*YOUR TASK*
Turn every line of the records below into a numbered list, leaving out any blank lines.

*RECORDS FOR THE EXERCISE*

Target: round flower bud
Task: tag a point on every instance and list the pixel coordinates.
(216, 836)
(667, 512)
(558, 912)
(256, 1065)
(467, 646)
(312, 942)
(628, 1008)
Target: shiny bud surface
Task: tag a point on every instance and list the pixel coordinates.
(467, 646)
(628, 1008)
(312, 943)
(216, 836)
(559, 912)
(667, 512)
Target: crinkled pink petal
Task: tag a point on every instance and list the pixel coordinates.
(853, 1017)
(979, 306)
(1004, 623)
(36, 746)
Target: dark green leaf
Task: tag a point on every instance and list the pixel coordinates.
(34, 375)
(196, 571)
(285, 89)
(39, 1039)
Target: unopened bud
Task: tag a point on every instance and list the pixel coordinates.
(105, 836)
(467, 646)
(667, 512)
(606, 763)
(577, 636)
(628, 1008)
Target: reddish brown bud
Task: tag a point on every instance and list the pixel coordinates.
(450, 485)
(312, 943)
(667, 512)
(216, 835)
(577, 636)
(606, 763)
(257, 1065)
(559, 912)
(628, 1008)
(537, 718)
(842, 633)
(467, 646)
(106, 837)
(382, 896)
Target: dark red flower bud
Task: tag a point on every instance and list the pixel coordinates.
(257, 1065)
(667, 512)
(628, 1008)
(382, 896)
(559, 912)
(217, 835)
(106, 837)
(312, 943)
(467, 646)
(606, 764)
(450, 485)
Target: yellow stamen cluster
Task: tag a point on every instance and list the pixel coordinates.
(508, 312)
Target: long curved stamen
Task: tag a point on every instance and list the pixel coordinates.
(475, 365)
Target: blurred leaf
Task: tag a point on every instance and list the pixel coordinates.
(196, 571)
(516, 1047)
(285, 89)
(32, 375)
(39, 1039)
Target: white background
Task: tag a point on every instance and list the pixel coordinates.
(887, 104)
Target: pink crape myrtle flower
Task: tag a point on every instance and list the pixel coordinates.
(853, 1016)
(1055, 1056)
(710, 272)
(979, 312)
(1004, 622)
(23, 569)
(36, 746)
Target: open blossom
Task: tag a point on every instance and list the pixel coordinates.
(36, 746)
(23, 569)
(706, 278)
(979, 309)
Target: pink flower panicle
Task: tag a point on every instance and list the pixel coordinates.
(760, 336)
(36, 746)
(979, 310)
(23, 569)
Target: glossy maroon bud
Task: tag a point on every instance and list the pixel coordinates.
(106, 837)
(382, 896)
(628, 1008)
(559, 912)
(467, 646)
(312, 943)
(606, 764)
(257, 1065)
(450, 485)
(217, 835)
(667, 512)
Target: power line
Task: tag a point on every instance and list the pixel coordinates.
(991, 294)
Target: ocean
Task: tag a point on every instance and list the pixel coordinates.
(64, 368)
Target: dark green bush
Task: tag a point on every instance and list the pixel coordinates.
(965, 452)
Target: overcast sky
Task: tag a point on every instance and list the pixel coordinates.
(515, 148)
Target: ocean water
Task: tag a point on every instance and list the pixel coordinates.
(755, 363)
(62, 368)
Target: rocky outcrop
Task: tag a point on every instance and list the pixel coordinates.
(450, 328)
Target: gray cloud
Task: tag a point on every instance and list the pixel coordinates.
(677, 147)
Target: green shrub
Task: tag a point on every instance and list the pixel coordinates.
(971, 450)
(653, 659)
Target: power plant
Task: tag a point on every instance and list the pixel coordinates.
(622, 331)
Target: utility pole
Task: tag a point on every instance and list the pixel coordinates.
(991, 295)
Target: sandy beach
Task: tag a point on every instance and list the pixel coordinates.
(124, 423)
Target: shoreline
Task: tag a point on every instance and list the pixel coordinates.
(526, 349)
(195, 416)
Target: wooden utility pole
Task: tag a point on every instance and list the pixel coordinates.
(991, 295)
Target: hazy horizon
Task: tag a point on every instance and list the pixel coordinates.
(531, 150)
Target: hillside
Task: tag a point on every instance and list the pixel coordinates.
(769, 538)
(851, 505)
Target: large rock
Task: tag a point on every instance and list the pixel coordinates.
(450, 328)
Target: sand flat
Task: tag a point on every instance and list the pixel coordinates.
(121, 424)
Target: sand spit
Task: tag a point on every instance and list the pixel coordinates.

*WRITTEN ANSWER*
1. Target: round flower bud
2. Task: tag a point on every instance and list the pixel coordinates.
3. (216, 836)
4. (667, 512)
5. (558, 912)
6. (256, 1065)
7. (467, 646)
8. (312, 942)
9. (628, 1008)
10. Target: shiny bud surface
11. Task: tag a point on every instance and list the pixel coordinates.
12. (467, 646)
13. (628, 1008)
14. (312, 943)
15. (216, 836)
16. (559, 912)
17. (667, 512)
18. Target: crinkled pink petal
19. Task: tag a point on every instance and list the pixel coordinates.
20. (853, 1017)
21. (979, 306)
22. (1004, 623)
23. (36, 746)
24. Target: dark green leaf
25. Task: tag a point on every instance and list the pixel coordinates.
26. (34, 375)
27. (196, 571)
28. (285, 89)
29. (39, 1039)
30. Target: unopened bud
31. Task: tag a point on every instance and list the pixel coordinates.
32. (105, 836)
33. (467, 646)
34. (667, 512)
35. (606, 763)
36. (577, 636)
37. (628, 1008)
38. Target: reddish brown bud
39. Task: tag a point on every instance and list the pixel coordinates.
40. (450, 485)
41. (312, 943)
42. (667, 512)
43. (216, 835)
44. (577, 636)
45. (606, 763)
46. (257, 1065)
47. (559, 912)
48. (628, 1008)
49. (537, 718)
50. (842, 633)
51. (467, 646)
52. (106, 837)
53. (382, 896)
54. Target: dark red flower bud
55. Task: tag a point on every instance and list the pixel coordinates.
56. (257, 1065)
57. (667, 512)
58. (628, 1008)
59. (382, 896)
60. (559, 912)
61. (217, 835)
62. (106, 837)
63. (312, 943)
64. (467, 646)
65. (606, 764)
66. (450, 485)
67. Target: yellow stamen cluster
68. Task: tag a point on every instance and list the pixel coordinates.
69. (508, 312)
70. Target: long curved stamen
71. Task: tag a point on every instance and list the pixel coordinates.
72. (475, 365)
73. Target: blurred leaf
74. Task: tag a point on every instance and list the pixel coordinates.
75. (196, 571)
76. (516, 1047)
77. (285, 89)
78. (32, 375)
79. (39, 1039)
80. Target: white background
81. Task: tag a point on every instance and list the pixel coordinates.
82. (887, 104)
83. Target: pink crape myrtle flower
84. Task: tag a point on every instance and list the pixel coordinates.
85. (853, 1016)
86. (1055, 1056)
87. (710, 272)
88. (979, 312)
89. (1004, 622)
90. (23, 569)
91. (36, 746)
92. Target: open blossom
93. Task: tag a point on every instance and list the pixel coordinates.
94. (36, 746)
95. (23, 569)
96. (706, 278)
97. (979, 309)
98. Target: pink flower panicle
99. Task: tag a point on every instance and list the pixel coordinates.
100. (760, 336)
101. (36, 746)
102. (979, 310)
103. (23, 569)
104. Target: glossy maroon bud
105. Task: tag a point on every instance and list the pixel coordinates.
106. (106, 837)
107. (382, 896)
108. (628, 1008)
109. (559, 912)
110. (467, 646)
111. (312, 943)
112. (606, 764)
113. (257, 1065)
114. (450, 485)
115. (217, 835)
116. (667, 512)
117. Target: power line
118. Task: tag a point on every instance and list the pixel coordinates.
119. (991, 294)
120. Target: ocean
121. Task: tag a point on every instance and list the pixel coordinates.
122. (64, 368)
123. Target: dark green bush
124. Task: tag a point on every instance and list the pixel coordinates.
125. (965, 452)
126. Target: overcast sky
127. Task: tag a point on every instance and list the pixel coordinates.
128. (515, 148)
129. Target: ocean water
130. Task: tag a point on every instance and list the pixel coordinates.
131. (755, 363)
132. (62, 368)
133. Target: rocky outcrop
134. Task: tag a point on every instance and list the pixel coordinates.
135. (450, 328)
136. Target: gray cloud
137. Task: tag a point on every instance and list the pixel coordinates.
138. (677, 147)
139. Target: green shrub
140. Task: tag a point on every instance and list the pixel coordinates.
141. (971, 450)
142. (653, 659)
143. Target: power plant
144. Task: tag a point on every instance and list the pixel coordinates.
145. (622, 331)
146. Target: utility pole
147. Task: tag a point on every instance and list the pixel coordinates.
148. (991, 295)
149. Target: sandy beach
150. Task: tag a point on every instance and list the pixel coordinates.
151. (124, 423)
152. Target: shoreline
153. Task: tag a point on every instance and list the pixel coordinates.
154. (526, 349)
155. (195, 416)
156. Target: wooden utility pole
157. Task: tag a point on every instance and list the pixel coordinates.
158. (991, 295)
159. Target: hazy horizon
160. Task: tag a point on every instance and list the pixel coordinates.
161. (531, 150)
162. Target: hillside
163. Task: tag a point on every instance and list the pixel coordinates.
164. (769, 538)
165. (851, 505)
166. Target: large rock
167. Task: tag a point on every instance and list the pixel coordinates.
168. (450, 328)
169. Target: sand flat
170. Task: tag a point on every instance and list the pixel coordinates.
171. (121, 424)
172. Target: sand spit
173. Task: tag a point on every instance and list the pixel coordinates.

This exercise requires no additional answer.